_PROBLEM TO WORK ON_
Reproduce the entries from the line with "the white tablecloth" up to and including the line with "x=146, y=75", replacing every "marker" with "pin" and leaving everything else as it stands.

_SUPPLIED RECORDS_
★ ★ ★

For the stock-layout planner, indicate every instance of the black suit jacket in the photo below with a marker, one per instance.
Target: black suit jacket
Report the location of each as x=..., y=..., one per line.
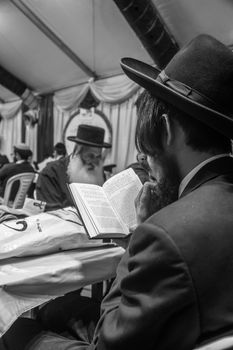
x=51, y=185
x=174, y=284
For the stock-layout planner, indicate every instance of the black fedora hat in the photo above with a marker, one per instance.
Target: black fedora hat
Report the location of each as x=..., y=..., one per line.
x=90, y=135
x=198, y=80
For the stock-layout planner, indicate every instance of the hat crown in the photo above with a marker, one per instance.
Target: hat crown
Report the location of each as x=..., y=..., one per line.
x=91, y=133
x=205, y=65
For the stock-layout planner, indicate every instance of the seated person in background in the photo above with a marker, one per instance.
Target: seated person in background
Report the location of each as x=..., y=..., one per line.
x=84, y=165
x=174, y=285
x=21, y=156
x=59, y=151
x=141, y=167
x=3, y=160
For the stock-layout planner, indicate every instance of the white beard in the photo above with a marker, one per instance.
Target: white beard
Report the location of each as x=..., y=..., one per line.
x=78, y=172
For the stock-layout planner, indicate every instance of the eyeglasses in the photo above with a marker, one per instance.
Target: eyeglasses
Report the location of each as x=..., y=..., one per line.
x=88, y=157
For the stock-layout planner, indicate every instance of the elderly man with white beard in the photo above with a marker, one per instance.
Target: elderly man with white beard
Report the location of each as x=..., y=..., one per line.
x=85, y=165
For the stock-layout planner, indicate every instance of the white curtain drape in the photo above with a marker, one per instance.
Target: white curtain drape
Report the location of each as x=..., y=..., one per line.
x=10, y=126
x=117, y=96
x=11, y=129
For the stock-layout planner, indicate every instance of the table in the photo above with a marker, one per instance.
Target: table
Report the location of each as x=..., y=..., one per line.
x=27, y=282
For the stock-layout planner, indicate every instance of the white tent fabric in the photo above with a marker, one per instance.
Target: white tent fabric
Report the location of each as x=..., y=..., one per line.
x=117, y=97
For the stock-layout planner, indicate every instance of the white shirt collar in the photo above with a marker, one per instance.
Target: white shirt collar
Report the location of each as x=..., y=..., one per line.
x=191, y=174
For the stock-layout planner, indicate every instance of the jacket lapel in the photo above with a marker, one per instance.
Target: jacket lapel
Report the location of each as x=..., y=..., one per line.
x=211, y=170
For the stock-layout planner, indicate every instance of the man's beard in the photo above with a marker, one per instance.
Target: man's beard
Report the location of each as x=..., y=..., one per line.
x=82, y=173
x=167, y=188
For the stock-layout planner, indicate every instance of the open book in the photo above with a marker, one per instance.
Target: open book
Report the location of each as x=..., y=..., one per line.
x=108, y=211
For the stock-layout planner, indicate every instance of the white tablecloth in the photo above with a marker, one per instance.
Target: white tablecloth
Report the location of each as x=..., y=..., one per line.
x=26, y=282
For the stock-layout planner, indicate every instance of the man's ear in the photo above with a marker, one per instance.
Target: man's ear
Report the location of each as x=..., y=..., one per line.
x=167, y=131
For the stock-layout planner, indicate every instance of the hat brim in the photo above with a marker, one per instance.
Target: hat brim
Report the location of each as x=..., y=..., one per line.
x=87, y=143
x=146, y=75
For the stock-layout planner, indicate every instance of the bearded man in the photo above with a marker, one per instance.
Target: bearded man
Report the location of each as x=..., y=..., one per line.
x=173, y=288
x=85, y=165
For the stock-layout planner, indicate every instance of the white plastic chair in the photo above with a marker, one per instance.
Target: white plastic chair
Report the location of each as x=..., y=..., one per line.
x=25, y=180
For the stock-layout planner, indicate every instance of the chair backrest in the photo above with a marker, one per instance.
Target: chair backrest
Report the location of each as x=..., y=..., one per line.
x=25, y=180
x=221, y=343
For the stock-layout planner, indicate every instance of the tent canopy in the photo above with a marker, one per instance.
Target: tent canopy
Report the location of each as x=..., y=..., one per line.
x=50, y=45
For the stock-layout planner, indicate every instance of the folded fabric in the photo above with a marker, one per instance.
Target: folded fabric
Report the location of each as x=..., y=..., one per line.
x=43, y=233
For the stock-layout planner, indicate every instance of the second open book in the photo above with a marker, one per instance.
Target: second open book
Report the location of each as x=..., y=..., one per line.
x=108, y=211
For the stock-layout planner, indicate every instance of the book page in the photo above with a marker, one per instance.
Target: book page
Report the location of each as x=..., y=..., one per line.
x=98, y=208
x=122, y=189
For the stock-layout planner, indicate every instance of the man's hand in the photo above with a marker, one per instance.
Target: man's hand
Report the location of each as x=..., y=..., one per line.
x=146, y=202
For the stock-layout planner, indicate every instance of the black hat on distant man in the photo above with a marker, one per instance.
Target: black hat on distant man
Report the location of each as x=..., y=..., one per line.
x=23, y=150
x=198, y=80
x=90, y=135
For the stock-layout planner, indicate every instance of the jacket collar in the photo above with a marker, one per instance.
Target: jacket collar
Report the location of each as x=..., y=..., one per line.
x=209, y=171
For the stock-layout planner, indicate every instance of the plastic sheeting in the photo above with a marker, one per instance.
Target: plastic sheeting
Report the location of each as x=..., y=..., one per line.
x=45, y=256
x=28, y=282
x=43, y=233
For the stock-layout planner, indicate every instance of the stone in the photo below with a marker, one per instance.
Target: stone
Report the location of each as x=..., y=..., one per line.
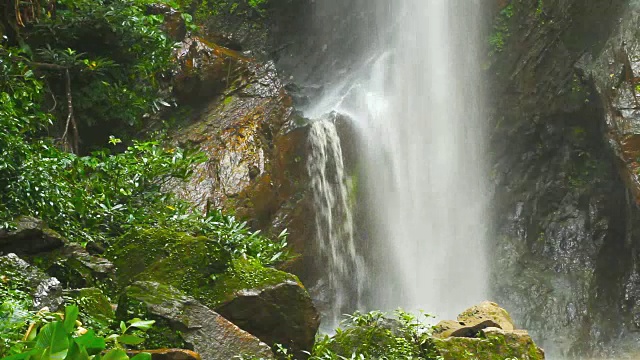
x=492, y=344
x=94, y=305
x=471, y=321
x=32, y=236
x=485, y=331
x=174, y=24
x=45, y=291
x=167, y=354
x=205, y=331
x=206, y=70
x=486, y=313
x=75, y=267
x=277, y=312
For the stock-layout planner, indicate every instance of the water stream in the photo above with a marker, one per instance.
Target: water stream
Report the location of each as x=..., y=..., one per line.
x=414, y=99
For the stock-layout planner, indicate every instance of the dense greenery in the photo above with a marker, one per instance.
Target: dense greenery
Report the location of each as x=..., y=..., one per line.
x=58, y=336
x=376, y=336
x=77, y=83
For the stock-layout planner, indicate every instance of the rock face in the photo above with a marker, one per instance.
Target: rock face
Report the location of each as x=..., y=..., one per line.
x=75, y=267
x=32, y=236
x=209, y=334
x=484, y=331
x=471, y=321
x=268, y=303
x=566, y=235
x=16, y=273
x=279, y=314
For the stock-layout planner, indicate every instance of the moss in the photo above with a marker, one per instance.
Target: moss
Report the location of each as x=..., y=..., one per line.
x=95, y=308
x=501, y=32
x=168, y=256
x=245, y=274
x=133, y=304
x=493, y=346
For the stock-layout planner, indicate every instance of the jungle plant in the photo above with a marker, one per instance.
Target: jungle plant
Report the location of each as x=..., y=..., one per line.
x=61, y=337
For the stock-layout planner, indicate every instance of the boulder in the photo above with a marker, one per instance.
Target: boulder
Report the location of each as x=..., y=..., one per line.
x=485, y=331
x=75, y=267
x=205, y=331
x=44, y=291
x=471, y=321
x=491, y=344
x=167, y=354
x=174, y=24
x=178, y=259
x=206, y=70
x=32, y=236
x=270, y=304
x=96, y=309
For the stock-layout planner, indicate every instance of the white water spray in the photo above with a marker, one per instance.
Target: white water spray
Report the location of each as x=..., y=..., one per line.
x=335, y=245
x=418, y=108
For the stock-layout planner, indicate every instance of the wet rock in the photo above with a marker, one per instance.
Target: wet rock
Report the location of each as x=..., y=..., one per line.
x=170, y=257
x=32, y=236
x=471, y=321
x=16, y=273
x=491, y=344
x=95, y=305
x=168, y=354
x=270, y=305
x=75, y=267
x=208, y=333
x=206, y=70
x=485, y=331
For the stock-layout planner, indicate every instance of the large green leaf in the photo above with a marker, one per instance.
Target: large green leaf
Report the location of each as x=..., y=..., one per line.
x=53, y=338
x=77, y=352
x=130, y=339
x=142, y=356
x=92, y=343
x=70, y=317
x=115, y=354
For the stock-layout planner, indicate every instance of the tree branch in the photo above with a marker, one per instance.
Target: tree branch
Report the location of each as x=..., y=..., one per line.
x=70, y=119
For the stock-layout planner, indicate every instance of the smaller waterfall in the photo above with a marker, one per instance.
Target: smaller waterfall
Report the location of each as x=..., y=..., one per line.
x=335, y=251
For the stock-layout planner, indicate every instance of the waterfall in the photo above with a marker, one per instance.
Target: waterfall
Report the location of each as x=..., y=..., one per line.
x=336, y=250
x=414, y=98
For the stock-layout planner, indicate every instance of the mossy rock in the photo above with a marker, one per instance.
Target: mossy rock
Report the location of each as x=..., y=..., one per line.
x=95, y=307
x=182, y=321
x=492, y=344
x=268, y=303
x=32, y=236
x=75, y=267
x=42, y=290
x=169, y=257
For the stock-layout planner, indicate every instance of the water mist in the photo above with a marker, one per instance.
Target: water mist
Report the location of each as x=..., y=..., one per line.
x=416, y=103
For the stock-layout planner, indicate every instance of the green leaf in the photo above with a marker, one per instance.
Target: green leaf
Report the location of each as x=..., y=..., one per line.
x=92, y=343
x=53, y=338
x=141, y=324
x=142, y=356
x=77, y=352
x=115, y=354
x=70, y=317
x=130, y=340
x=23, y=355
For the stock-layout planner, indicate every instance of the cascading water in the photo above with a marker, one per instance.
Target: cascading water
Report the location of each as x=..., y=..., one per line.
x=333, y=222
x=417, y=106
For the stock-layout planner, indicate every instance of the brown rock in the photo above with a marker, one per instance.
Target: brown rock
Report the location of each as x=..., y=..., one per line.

★ ★ ★

_RESULT_
For the stock-layout planner, indicate every instance of the white tablecloth in the photo above with a pin, one per instance.
Target: white tablecloth
Report the location of each as x=..., y=..., one per line.
x=26, y=282
For the stock-layout planner, indicate every instance of the man's ear in the photo above with a pin, one per instance.
Target: man's ear
Report the location of each as x=..., y=..., one per line.
x=167, y=131
For the stock-layout planner, indicate every instance of the hat brim in the photo above with a pin, one per instance.
Target: hat brim
Report the location of each as x=..., y=..., one per line.
x=87, y=143
x=146, y=75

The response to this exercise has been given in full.